SELECTED EXCERPT ::
The South Adams County Water and Sanitation District (SACWSD) was formed in 1953 under the State of Colorado Special District provisions to serve the area now known as Commerce City. Although the district serves the Commerce City population, it is a separate entity and presently the largest combined water and sanitation district in the state of Colorado, covering 65 square miles and serving nearly 50,000 customers.
The geographic information system (GIS) team at SACWSD draws on multiple data sources, including their own fieldwork, to compile three separate datasets covering drinking water, irrigation, and sewage systems. The team uses ArcGIS to support expansion, maintenance, replacement, and improvement of the systems. In addition, the data is shared with third-party applications, such as the district's asset management system (for daily service requests and completed work orders) and the water modeling software, which has its own requirements. So, having reliable data is important.
In fall 2016, the water and sanitation district had just completed collecting data using GPS. GIS supervisor Cliff Sullivan and GIS technician Mark Dickman soon realized that data quality varied widely. Inaccurate data can potentially reduce efficiency by delivering incorrect asset locations, and it makes integrating with other business systems difficult. Better data also helps improve customer service with accurate work assignments and enhanced emergency response.

A series of records:
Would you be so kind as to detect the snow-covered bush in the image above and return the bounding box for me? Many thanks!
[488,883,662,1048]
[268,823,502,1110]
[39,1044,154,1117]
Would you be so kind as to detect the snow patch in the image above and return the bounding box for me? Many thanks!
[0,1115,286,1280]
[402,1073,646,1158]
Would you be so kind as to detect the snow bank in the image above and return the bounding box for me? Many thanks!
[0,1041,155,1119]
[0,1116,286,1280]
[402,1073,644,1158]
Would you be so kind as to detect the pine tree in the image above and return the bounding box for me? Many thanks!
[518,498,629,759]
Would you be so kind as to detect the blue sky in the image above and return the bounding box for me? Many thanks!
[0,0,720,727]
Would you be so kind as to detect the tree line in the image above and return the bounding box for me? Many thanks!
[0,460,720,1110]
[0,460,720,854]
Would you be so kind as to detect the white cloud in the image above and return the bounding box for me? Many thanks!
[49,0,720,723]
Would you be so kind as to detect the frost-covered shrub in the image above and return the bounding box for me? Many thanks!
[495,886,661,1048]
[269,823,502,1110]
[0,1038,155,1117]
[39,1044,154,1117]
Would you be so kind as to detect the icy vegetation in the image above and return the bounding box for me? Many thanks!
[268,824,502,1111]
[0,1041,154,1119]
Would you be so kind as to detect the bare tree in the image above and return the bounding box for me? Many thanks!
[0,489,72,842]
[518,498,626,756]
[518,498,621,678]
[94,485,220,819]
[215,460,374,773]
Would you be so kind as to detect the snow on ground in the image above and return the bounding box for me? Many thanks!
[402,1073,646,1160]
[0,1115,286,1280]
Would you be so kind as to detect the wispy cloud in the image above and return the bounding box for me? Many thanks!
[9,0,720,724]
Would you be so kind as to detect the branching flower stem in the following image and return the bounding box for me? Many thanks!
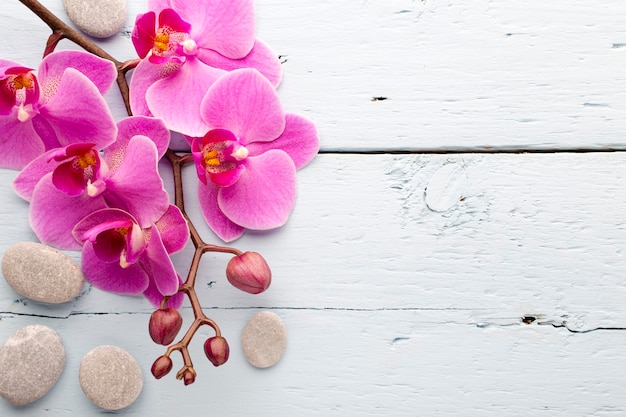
[19,0,242,379]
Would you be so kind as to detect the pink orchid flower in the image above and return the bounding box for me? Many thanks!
[130,0,282,136]
[189,69,319,242]
[14,116,169,250]
[0,51,117,169]
[72,205,189,308]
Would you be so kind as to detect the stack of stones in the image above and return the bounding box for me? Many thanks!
[0,242,143,410]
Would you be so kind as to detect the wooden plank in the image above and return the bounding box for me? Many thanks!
[0,153,626,331]
[0,309,626,417]
[0,0,626,150]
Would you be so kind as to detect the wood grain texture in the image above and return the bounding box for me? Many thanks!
[0,0,626,417]
[0,0,626,151]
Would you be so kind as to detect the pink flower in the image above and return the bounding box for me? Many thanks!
[130,0,282,136]
[191,69,319,241]
[0,51,117,169]
[72,206,189,306]
[14,116,169,250]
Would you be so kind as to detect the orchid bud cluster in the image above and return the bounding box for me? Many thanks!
[0,0,319,384]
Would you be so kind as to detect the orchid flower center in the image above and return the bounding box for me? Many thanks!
[132,9,198,64]
[0,67,39,122]
[192,129,249,187]
[49,143,105,197]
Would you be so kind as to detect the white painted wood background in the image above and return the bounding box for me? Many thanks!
[0,0,626,417]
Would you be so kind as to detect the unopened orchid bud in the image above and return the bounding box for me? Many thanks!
[148,307,183,346]
[183,369,196,385]
[204,336,230,366]
[150,355,172,379]
[226,252,272,294]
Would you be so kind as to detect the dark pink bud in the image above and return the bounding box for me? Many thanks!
[150,355,172,379]
[148,307,183,346]
[226,252,272,294]
[183,369,196,385]
[204,336,230,366]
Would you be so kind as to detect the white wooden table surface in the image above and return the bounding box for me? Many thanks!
[0,0,626,417]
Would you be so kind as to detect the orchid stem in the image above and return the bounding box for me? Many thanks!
[19,0,238,383]
[19,0,132,116]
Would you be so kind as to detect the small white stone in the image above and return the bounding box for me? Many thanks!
[2,242,84,304]
[78,345,143,410]
[63,0,126,38]
[241,311,287,368]
[0,325,65,405]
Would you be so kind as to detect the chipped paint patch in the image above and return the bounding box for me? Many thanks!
[424,162,467,213]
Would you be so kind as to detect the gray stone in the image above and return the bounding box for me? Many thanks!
[2,242,84,304]
[241,311,287,368]
[0,325,65,405]
[78,345,143,410]
[63,0,126,38]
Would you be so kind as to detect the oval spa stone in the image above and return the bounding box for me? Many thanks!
[241,311,287,368]
[2,242,84,304]
[78,345,143,410]
[0,324,65,405]
[63,0,126,38]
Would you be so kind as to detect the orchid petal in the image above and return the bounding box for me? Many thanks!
[103,136,170,228]
[71,207,137,243]
[148,0,172,13]
[198,39,283,87]
[105,116,170,162]
[13,148,61,201]
[140,224,179,295]
[0,112,45,169]
[143,276,180,309]
[170,0,255,59]
[131,12,156,58]
[40,68,117,149]
[129,59,163,116]
[246,114,320,169]
[37,50,117,98]
[217,149,296,230]
[146,58,225,136]
[198,183,245,242]
[154,204,189,254]
[29,173,106,250]
[31,114,64,150]
[200,68,285,145]
[159,7,190,33]
[81,242,149,294]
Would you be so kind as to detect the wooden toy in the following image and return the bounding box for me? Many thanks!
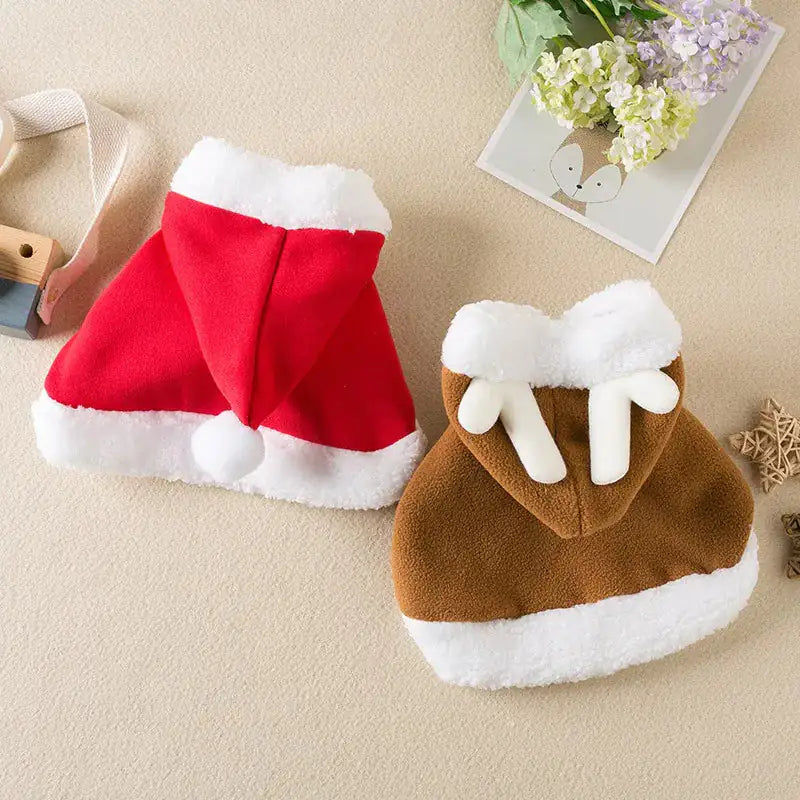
[0,225,64,339]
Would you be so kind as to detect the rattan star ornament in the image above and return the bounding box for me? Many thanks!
[729,397,800,492]
[781,514,800,578]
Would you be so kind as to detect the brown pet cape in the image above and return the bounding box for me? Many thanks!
[392,281,758,688]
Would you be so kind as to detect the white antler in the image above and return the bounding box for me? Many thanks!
[458,378,567,483]
[589,369,680,486]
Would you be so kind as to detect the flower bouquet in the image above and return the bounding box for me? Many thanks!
[496,0,768,172]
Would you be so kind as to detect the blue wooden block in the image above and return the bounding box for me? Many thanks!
[0,278,42,339]
[0,225,64,339]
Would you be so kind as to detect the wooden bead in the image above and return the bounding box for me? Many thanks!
[0,225,64,339]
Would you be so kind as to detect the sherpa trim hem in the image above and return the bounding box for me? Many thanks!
[171,137,392,236]
[403,532,758,689]
[442,280,681,389]
[33,391,426,509]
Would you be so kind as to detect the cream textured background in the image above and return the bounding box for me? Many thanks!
[0,0,800,800]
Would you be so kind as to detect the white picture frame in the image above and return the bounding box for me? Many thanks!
[476,23,784,264]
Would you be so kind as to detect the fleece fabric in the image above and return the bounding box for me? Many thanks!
[392,286,757,688]
[34,139,424,508]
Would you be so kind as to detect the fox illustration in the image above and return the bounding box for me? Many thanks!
[550,126,626,215]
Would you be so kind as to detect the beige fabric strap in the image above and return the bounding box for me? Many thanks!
[0,89,128,324]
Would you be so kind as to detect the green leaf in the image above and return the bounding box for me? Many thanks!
[611,0,636,17]
[631,6,666,22]
[494,0,570,85]
[575,0,636,20]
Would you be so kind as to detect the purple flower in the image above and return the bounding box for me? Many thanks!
[630,0,767,105]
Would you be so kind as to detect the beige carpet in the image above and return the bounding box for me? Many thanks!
[0,0,800,800]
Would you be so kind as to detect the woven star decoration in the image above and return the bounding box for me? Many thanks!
[729,397,800,492]
[781,514,800,578]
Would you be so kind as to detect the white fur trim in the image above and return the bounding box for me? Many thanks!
[191,411,266,483]
[171,137,392,235]
[33,391,425,509]
[403,532,758,689]
[442,281,681,389]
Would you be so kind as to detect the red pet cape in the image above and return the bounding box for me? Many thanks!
[33,139,425,508]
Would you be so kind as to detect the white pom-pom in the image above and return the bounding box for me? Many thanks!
[192,411,264,483]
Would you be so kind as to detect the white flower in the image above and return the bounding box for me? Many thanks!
[672,36,700,61]
[572,86,597,114]
[625,122,651,150]
[606,81,633,108]
[536,52,558,78]
[610,56,636,82]
[575,45,603,75]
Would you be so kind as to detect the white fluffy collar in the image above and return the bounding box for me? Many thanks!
[171,137,392,236]
[442,280,681,389]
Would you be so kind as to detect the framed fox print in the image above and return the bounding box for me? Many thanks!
[477,25,783,264]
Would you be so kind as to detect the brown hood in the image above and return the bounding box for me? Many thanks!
[442,356,684,539]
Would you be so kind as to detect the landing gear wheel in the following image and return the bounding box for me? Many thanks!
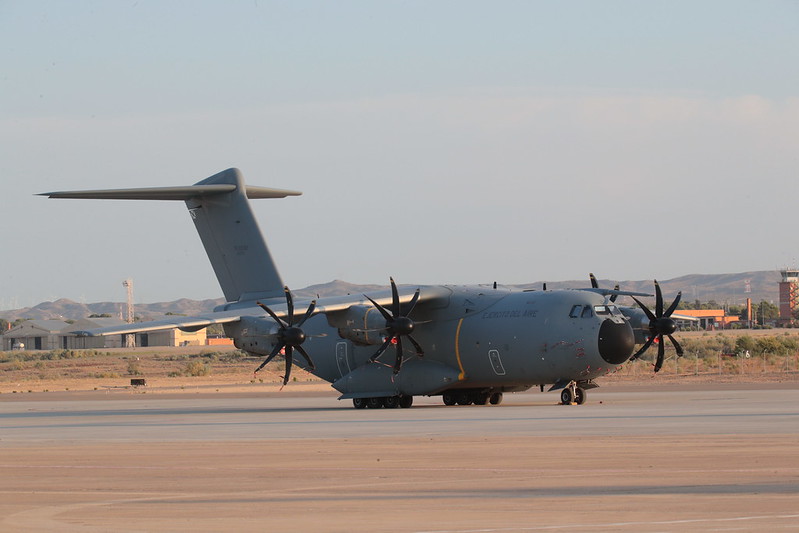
[472,392,490,405]
[383,396,399,409]
[560,387,574,405]
[441,392,458,405]
[455,392,472,405]
[574,387,587,405]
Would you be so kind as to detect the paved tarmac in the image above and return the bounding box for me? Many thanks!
[0,384,799,533]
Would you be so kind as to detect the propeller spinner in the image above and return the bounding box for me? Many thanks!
[255,287,316,385]
[364,278,424,374]
[630,280,684,372]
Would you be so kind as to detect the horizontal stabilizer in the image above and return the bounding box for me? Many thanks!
[39,184,302,200]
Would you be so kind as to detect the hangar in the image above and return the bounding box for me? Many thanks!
[2,318,206,351]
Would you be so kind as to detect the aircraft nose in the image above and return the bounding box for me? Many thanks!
[599,319,635,365]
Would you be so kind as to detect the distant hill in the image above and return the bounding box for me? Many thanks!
[0,270,781,320]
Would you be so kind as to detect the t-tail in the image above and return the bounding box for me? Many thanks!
[41,168,302,302]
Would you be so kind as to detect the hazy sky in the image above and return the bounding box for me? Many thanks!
[0,0,799,308]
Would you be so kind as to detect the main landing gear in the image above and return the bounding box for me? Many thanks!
[560,382,587,405]
[352,394,413,409]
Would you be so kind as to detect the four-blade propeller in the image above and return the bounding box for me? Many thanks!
[630,280,683,372]
[364,278,424,374]
[255,287,316,385]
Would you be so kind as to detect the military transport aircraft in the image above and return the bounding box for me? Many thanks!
[42,168,683,408]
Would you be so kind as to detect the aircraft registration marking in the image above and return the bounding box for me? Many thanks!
[481,309,538,318]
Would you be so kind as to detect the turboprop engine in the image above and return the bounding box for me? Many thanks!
[327,305,386,346]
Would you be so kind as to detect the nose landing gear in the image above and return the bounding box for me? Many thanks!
[560,381,587,405]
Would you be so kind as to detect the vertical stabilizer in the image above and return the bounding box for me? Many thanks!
[186,168,290,302]
[41,168,301,302]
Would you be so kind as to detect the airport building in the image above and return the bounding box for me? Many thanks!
[1,318,206,351]
[675,309,740,331]
[778,268,799,326]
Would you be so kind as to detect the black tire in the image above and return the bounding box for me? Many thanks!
[441,392,458,405]
[560,387,574,405]
[574,387,588,405]
[472,392,491,405]
[383,396,399,409]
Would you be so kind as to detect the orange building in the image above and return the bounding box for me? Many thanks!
[674,309,740,330]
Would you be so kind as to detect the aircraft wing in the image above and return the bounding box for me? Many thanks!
[72,286,452,337]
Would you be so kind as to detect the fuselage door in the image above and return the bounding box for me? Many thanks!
[488,350,505,376]
[336,342,351,377]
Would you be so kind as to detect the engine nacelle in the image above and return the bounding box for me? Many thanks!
[225,318,278,355]
[327,305,386,345]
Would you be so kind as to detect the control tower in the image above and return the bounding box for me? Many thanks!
[779,268,799,326]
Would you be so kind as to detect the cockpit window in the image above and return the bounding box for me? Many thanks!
[594,305,619,316]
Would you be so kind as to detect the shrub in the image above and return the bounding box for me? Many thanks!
[183,361,211,377]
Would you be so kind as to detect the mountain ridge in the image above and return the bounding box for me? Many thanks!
[0,270,782,321]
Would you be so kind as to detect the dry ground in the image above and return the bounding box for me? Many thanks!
[0,329,799,394]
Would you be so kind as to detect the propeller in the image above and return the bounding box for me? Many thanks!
[364,278,424,374]
[630,280,683,372]
[255,287,316,385]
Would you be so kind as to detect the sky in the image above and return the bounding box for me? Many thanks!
[0,0,799,309]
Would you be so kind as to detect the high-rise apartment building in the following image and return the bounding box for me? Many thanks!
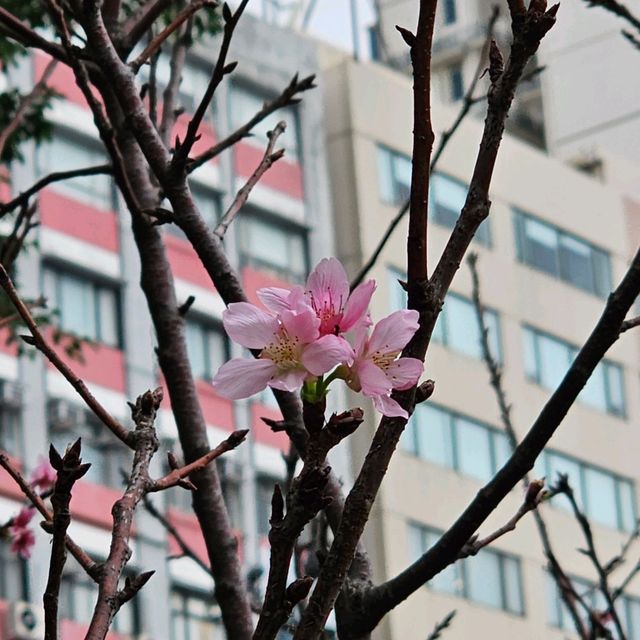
[374,0,640,189]
[322,52,640,640]
[0,11,340,640]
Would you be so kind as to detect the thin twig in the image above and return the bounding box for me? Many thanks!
[0,265,133,448]
[146,429,249,493]
[0,58,58,156]
[0,164,113,215]
[171,0,249,173]
[143,496,211,575]
[187,74,316,173]
[129,0,218,73]
[0,450,100,582]
[427,609,456,640]
[351,5,500,291]
[42,438,91,640]
[213,120,287,240]
[620,316,640,333]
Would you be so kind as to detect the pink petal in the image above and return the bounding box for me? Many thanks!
[368,309,418,353]
[280,305,320,344]
[373,396,409,418]
[301,336,353,376]
[269,369,308,391]
[213,358,276,400]
[385,358,424,389]
[357,360,391,398]
[222,302,279,349]
[307,258,349,311]
[340,280,376,331]
[256,287,291,313]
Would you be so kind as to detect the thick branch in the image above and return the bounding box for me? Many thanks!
[171,0,249,175]
[86,389,162,640]
[146,429,249,493]
[294,0,437,640]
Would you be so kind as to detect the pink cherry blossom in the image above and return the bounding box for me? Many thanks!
[9,507,36,559]
[346,309,423,418]
[257,258,376,336]
[29,458,57,491]
[213,301,352,400]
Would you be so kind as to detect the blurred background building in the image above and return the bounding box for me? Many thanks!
[0,0,640,640]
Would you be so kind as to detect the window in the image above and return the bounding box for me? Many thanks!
[0,380,22,457]
[171,587,225,640]
[42,130,114,211]
[449,63,464,102]
[162,188,221,240]
[43,267,122,348]
[429,173,491,246]
[377,145,411,205]
[237,211,307,283]
[47,399,132,487]
[229,85,299,160]
[0,536,26,600]
[545,573,640,640]
[409,524,524,615]
[433,293,501,360]
[402,403,510,481]
[442,0,458,24]
[256,476,282,536]
[523,327,626,417]
[186,317,229,380]
[541,451,636,531]
[60,568,139,636]
[515,212,611,298]
[138,55,211,113]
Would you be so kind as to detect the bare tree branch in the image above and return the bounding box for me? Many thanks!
[0,449,101,582]
[0,265,133,448]
[187,74,315,173]
[213,120,287,240]
[43,439,91,640]
[171,0,249,174]
[0,58,58,156]
[129,0,217,73]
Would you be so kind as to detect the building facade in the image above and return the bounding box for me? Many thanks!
[0,16,346,640]
[322,52,640,640]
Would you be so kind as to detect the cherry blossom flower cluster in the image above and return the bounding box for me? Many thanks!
[9,459,56,559]
[213,258,423,418]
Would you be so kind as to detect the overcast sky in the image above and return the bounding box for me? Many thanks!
[248,0,373,58]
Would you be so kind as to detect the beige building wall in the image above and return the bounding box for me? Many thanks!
[321,56,640,640]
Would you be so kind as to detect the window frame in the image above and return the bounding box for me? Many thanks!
[538,449,638,533]
[401,402,510,482]
[41,261,125,351]
[513,207,613,299]
[522,323,628,420]
[236,207,309,284]
[407,521,527,617]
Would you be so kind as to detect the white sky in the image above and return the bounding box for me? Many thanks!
[248,0,374,58]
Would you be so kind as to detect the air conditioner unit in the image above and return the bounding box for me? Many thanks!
[0,380,22,408]
[7,602,44,640]
[47,399,86,430]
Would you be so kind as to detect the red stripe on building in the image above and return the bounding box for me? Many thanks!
[40,189,120,253]
[164,233,214,291]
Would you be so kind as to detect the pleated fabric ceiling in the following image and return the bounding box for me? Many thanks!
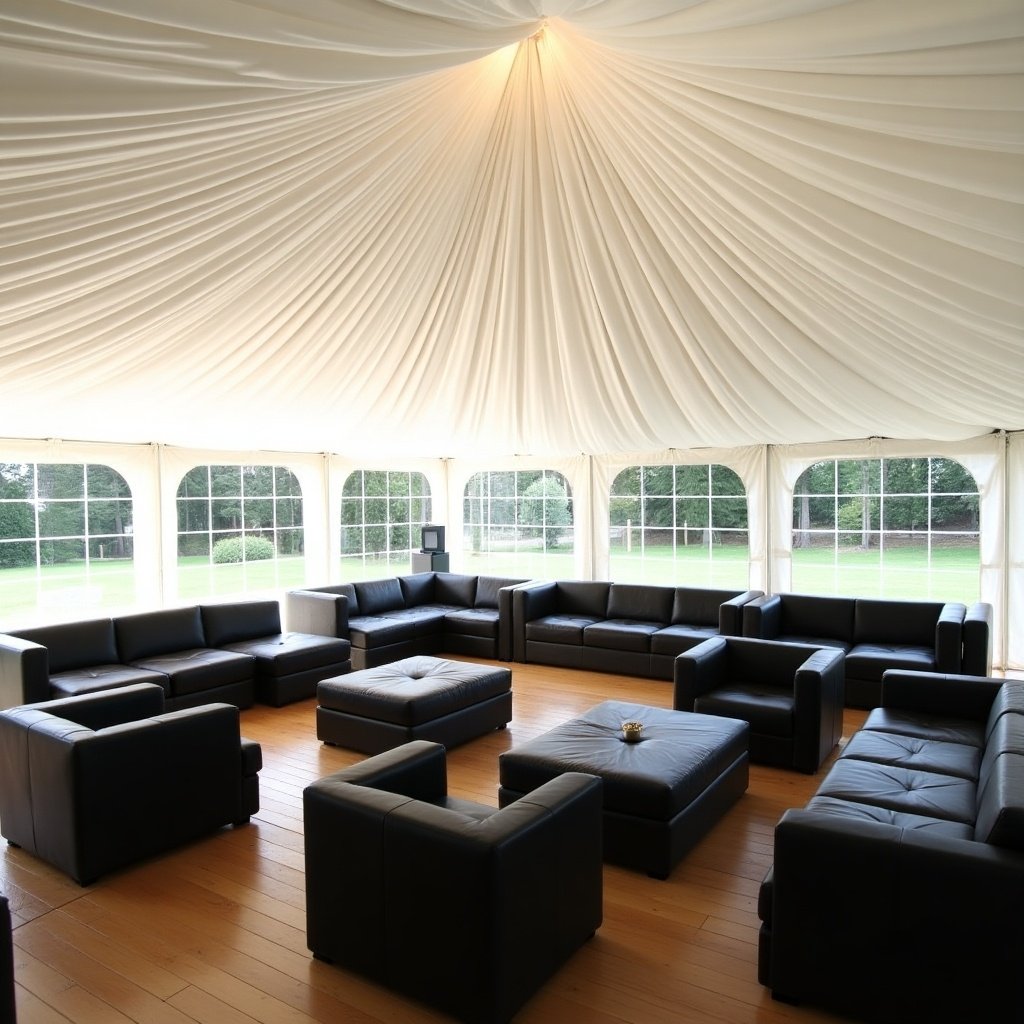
[0,0,1024,457]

WHAT IS EXPECTED ::
Reproduce everything in the water district text above from "The South Adams" down to "nearly 50,000 customers.".

THE RESULT ::
The South Adams County Water and Sanitation District (SACWSD) was formed in 1953 under the State of Colorado Special District provisions to serve the area now known as Commerce City. Although the district serves the Commerce City population, it is a separate entity and presently the largest combined water and sanitation district in the state of Colorado, covering 65 square miles and serving nearly 50,000 customers.